Berkeley, CA, December 15th, 2021 — New research released today by the nonpartisan California Policy Lab finds that the number of people moving to California from other US states has dropped 38% since the start of the COVID-19 pandemic. Meanwhile, the number of Californians leaving to other states has increased by 12%, which is in-line with exit trends before the pandemic. Taken together, these two trends mean that population loss due to domestic migration has more than doubled since the beginning of the pandemic.
The authors used anonymized credit bureau data to assess domestic entrances and exits since the start of the pandemic. Every single county has seen fewer people moving in from out of state since the start of the pandemic, and declines were especially steep in San Francisco County (-53%), Santa Clara County (-52%), and San Mateo County (-48%).
“The public’s attention has been focused on the so-called “CalExodus” phenomenon, but the reality is that the dramatic drop in “CalEntrances” since the pandemic began has been a bigger driver of recent population changes in the state,” explains report co-author Natalie Holmes, a Research Fellow at the California Policy Lab and a PhD student at the Goldman School of Public Policy at UC Berkeley.
“Domestic entrances are down across the state, but the Bay Area has seen the biggest drop. By the end of September 2021, there were 45% fewer people moving into the Bay Area from other US states as compared to the beginning of 2020,” adds report co-author Evan White, the Executive Director of the California Policy Lab’s UC Berkeley site. “San Francisco, San Mateo, and Santa Clara counties have all lost population to migration for the first time since at least 2016 because of these new patterns.”
Exits out of California increased during the pandemic in eight of nine economic regions, with a 21% increase in the Bay Area as compared to 1% increase in the Northern California region. The authors also found that by the end of September 2021, Californians were less likely to move than before the pandemic. However, the share of movers who left California increased from 16.3% in 2016 to 20.3% at the end of September 2021. In the first quarter of 2020, 60,000 more people left for another state than moved in and by the third quarter of 2021, that number had more than doubled, with 150,000 net exits.
• There is still no evidence of a pronounced exodus from the state, but net entrances from domestic migration — defined as entrances from other US states minus exits to other US states — have dropped significantly since the start of the pandemic. On net today, California loses more than twice as many people to domestic migration as it did before the pandemic.
• Exits to other US states are up 12% since the start of the pandemic, roughly in-line with pre-pandemic trends.
----
THINGS TO DO:
**A)** According to the press release on California migration, by what percentage did the number of people moving to California from other US states drop after the start of the COVID-19 pandemic?
**B)** Pick up the press release on California migration after its last sentence and continue it.

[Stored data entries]
----
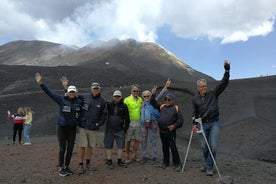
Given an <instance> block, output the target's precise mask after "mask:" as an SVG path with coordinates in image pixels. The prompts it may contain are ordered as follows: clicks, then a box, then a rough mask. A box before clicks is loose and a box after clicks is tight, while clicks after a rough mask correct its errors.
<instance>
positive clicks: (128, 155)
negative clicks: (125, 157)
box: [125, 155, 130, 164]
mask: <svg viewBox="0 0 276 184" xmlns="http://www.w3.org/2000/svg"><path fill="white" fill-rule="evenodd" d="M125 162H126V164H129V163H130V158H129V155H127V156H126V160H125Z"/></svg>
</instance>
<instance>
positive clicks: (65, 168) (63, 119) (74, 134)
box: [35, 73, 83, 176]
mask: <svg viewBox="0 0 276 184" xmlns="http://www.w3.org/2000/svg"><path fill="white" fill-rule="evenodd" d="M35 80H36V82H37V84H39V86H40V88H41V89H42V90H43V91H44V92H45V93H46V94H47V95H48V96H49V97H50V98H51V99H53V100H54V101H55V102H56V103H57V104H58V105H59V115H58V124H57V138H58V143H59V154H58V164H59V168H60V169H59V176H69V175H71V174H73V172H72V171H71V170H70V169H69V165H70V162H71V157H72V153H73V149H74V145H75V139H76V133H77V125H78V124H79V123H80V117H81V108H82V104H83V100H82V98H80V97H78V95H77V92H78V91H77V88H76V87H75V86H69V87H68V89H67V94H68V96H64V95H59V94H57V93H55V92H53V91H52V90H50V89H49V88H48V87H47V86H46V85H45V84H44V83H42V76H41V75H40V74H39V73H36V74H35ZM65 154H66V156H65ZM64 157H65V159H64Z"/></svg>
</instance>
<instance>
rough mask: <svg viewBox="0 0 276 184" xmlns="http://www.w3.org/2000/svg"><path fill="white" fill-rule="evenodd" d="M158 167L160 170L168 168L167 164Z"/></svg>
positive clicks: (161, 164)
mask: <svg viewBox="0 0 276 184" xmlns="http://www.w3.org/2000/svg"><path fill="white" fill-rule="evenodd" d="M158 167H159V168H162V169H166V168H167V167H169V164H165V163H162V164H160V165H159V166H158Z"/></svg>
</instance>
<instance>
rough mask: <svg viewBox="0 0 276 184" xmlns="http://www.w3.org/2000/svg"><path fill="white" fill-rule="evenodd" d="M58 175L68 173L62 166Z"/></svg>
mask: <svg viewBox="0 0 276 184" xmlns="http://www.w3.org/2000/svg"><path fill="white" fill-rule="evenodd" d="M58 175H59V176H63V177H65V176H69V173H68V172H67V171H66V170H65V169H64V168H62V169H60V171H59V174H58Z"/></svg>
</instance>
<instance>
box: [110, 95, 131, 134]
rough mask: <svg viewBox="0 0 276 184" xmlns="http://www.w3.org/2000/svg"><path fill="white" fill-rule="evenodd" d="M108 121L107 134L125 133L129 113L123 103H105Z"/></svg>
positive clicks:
----
ANSWERS BY TASK:
**A)** It dropped 38%.

**B)**
• Californians from the Bay Area account for a larger share of those leaving the state than before the pandemic, driven by an increase in moves (to any destination) originating from the region.
• In 52 out of 58 counties, Californians who moved during the pandemic were more likely to leave the state than they were before the pandemic
This analysis uses the University of California Consumer Credit Panel (UC-CCP), a dataset created through a partnership between the California Policy Lab, the Student Borrower Protection Center, and the Student Loan Law Initiative. The UC-CCP consists of data from Experian, and contains longitudinal information about adults with a credit history who have lived in California since 2004. Data includes each person’s ZIP code of residence, as reported by creditors, and credit information at a quarterly frequency. We define moves as changes in ZIP codes from one quarter to the next. The analysis is focused on reported moves, defined as the date when that move is reported to financial institutions and shows up in the dataset, which we expect to lag behind actual moves. More information about methodology is included in the report.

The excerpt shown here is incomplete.